◆ Auszuführende Anweisungen
Bearbeite den Abschnitt, der mit der Zeile mit „Emit one marker per instance in this form: [(68, 35)].“ beginnt und mit der Zeile mit „77), (48, 165)]“ endet: Ersetze darin „cubby opening“ durch „shelf compartment opening“ und gib nur diese Zeilen sonst unverändert wieder.

━━ Bereitgestellte Daten

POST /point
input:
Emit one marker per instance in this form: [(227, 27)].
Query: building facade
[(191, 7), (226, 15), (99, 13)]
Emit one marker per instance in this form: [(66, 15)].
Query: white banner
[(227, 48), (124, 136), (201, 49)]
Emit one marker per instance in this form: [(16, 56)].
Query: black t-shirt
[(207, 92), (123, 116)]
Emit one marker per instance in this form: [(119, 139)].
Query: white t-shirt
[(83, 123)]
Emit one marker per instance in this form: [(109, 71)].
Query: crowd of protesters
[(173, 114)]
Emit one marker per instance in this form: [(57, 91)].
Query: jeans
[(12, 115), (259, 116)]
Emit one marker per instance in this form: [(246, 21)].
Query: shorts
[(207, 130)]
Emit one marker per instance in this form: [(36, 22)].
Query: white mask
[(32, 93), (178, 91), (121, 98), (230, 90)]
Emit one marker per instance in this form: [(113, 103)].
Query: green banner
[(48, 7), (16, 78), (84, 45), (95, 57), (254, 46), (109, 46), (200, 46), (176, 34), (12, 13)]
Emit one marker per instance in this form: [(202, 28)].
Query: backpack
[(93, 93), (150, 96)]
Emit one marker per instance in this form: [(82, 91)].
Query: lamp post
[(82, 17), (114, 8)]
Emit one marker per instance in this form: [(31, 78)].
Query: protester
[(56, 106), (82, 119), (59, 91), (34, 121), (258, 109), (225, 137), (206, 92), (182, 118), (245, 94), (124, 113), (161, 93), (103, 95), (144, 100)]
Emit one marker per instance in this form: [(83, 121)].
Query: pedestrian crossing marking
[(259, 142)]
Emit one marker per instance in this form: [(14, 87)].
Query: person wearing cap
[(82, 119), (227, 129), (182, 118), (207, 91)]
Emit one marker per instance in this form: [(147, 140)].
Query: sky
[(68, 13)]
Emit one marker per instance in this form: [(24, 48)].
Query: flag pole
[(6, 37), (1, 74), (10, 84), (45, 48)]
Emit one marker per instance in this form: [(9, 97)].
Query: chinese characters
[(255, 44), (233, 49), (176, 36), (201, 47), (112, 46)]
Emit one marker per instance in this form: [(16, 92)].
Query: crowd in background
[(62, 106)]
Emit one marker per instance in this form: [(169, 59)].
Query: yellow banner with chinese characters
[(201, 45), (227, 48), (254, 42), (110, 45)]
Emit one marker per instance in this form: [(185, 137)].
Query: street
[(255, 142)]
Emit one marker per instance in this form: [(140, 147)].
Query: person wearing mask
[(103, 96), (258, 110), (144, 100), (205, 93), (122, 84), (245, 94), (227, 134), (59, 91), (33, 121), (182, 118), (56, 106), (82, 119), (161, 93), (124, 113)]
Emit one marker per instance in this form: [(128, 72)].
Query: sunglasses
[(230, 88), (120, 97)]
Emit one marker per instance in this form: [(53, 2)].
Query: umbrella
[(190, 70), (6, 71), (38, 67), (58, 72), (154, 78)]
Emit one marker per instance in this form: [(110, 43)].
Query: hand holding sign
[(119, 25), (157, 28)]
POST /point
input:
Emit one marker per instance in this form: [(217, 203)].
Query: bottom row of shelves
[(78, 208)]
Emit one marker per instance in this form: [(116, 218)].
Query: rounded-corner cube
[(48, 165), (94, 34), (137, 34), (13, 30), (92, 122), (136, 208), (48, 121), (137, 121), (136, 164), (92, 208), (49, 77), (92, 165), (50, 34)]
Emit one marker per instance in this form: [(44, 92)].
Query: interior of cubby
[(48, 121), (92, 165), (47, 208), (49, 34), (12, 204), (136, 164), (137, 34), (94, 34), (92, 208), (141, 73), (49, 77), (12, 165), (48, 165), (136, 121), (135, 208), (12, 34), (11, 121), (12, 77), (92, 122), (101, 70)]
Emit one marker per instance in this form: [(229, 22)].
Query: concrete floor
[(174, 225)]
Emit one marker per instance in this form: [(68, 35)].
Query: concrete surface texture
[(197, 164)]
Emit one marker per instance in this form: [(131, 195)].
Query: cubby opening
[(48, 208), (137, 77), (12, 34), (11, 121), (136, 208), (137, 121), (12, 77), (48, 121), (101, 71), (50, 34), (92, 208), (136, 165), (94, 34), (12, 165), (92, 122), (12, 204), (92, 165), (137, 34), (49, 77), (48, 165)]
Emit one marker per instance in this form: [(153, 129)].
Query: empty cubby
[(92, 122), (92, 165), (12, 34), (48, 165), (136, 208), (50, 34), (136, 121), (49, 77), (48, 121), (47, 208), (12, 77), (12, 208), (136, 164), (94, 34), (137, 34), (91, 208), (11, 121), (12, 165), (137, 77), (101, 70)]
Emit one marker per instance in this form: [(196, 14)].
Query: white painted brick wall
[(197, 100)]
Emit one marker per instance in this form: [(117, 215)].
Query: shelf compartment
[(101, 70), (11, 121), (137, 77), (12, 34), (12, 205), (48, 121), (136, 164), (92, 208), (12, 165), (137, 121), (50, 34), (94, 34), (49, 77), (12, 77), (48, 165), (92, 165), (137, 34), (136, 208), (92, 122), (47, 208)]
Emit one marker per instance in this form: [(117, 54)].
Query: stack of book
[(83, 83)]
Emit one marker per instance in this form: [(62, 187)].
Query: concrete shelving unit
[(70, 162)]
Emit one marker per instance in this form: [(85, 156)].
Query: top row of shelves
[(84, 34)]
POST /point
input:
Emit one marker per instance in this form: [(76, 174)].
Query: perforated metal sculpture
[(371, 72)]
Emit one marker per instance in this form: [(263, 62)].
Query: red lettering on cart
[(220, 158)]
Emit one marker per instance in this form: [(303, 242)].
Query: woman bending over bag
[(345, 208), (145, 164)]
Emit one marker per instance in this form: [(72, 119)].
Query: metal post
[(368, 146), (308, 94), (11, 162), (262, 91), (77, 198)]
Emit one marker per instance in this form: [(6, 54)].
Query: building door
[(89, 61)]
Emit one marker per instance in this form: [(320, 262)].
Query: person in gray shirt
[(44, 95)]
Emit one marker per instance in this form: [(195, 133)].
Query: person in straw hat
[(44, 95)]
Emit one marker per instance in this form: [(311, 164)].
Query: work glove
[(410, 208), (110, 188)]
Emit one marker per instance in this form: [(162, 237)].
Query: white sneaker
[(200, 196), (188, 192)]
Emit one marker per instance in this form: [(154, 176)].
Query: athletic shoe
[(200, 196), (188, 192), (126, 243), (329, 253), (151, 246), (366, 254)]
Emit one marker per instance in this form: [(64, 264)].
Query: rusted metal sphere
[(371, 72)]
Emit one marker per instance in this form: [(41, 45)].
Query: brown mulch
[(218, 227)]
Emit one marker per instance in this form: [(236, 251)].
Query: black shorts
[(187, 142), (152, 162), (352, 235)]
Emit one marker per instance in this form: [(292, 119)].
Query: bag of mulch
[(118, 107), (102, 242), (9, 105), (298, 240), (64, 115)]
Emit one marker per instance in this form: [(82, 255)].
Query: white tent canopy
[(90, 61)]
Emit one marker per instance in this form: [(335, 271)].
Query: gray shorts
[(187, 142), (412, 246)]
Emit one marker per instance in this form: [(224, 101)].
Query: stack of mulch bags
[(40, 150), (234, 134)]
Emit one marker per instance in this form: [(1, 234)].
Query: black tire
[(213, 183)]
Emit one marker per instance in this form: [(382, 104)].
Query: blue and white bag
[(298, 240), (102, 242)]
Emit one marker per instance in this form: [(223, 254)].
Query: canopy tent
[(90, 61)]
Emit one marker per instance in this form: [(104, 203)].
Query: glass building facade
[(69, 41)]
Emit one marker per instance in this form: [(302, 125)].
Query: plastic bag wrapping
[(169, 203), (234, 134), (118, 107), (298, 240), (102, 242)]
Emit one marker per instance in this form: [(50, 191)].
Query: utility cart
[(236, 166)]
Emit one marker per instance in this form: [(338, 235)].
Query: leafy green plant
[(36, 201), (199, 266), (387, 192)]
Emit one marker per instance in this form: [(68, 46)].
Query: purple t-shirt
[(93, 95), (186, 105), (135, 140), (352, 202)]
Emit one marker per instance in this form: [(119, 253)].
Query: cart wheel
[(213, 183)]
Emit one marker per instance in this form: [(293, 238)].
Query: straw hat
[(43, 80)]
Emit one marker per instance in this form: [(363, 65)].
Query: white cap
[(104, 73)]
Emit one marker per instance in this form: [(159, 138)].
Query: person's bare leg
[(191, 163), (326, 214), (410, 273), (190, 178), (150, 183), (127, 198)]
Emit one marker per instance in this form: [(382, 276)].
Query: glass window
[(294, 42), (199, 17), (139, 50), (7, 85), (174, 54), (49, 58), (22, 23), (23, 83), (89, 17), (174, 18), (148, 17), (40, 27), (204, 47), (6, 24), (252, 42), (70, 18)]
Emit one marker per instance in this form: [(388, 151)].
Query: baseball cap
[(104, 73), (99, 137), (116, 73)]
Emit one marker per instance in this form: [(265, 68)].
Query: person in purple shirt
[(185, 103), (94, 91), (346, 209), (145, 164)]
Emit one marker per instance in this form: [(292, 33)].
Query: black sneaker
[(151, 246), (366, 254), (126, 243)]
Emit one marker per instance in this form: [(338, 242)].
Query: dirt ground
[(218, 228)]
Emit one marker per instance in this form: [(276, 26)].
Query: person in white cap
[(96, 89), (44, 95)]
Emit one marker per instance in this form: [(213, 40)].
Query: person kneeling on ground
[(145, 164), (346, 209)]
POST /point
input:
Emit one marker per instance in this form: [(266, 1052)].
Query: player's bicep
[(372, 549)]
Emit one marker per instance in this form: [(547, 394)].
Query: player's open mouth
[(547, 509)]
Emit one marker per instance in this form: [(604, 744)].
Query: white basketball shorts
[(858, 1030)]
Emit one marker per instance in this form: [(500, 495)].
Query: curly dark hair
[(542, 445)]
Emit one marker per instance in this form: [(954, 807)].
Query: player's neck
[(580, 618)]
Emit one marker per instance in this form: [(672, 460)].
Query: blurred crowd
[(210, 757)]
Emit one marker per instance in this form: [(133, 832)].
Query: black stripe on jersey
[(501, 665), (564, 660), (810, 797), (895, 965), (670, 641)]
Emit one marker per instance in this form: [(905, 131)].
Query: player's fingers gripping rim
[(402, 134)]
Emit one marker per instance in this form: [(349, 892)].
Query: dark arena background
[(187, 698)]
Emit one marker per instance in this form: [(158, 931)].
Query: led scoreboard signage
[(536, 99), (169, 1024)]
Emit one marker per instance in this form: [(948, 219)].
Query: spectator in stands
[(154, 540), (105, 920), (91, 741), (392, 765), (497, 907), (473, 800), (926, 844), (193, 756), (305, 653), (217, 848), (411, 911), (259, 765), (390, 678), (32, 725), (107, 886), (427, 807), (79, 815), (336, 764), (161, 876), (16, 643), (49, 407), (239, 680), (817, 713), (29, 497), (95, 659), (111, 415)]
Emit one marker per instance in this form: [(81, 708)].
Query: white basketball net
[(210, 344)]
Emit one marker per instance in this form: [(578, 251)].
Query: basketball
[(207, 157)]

━━━━

◆ Lösung der Aufgabe
Emit one marker per instance in this form: [(68, 35)].
Query: concrete surface texture
[(197, 164)]
Emit one marker per instance in this form: [(131, 195)].
Query: shelf compartment opening
[(48, 208), (137, 77), (12, 34), (11, 121), (136, 208), (137, 121), (12, 77), (48, 121), (101, 71), (50, 34), (92, 208), (136, 165), (94, 34), (12, 165), (92, 122), (12, 204), (92, 165), (137, 34), (49, 77), (48, 165)]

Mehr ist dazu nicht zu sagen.